[Rows of box annotation data]
= = =
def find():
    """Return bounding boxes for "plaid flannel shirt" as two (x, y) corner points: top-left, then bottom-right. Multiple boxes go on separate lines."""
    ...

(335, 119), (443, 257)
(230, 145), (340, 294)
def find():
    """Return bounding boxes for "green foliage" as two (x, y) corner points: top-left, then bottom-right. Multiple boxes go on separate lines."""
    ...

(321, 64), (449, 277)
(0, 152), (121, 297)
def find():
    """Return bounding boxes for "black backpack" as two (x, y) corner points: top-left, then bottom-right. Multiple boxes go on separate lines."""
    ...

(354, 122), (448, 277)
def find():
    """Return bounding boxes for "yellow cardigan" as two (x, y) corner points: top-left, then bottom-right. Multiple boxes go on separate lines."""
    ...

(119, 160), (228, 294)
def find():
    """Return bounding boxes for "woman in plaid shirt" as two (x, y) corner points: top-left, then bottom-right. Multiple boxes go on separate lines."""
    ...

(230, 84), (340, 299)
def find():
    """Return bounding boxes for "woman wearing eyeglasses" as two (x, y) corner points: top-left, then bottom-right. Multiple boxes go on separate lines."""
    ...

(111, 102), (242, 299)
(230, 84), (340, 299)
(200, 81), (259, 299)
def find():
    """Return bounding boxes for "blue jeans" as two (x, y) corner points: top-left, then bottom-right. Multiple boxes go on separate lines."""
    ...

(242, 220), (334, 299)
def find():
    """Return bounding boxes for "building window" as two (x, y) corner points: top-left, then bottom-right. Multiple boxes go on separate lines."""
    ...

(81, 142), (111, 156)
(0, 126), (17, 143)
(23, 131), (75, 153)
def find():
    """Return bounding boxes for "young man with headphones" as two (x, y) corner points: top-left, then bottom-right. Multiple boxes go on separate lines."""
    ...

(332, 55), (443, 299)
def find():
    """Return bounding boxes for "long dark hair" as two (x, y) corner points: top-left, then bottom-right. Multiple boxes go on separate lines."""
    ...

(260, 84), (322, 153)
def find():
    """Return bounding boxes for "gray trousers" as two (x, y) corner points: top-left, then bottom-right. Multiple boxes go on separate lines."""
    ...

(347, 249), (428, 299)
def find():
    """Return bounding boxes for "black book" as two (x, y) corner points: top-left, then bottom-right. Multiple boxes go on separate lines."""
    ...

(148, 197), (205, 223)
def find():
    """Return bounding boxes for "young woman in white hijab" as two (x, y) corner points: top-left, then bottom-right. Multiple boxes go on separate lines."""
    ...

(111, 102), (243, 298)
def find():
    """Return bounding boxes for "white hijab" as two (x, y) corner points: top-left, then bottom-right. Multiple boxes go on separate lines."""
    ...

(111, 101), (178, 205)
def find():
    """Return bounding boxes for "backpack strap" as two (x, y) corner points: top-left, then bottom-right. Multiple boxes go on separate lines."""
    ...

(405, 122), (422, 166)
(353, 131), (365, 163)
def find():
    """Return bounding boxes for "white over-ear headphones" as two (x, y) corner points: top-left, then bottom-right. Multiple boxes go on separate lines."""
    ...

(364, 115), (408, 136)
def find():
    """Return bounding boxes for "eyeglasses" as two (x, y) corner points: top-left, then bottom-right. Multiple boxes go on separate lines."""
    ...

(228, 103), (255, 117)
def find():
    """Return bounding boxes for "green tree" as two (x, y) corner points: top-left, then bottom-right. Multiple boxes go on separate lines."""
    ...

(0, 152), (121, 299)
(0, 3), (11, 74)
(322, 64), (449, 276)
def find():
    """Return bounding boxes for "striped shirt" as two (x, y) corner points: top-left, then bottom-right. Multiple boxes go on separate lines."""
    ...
= = =
Please show every line of the records above that contains the string "shirt", copying each line in full. Case counts.

» Solved exercise
    """Return bounding boxes for "plaid flannel shirt" as two (x, y) corner points: top-left, then bottom-right. Multiple boxes go on separate lines."""
    """Return bounding boxes for "woman in plaid shirt" as two (x, y) corner points: top-left, then bottom-right. Multiple boxes go on separate lines."""
    """Return bounding boxes for "striped shirt" as two (x, y) corner points: top-left, then bottom-right. Multiple boxes go on separate lines."""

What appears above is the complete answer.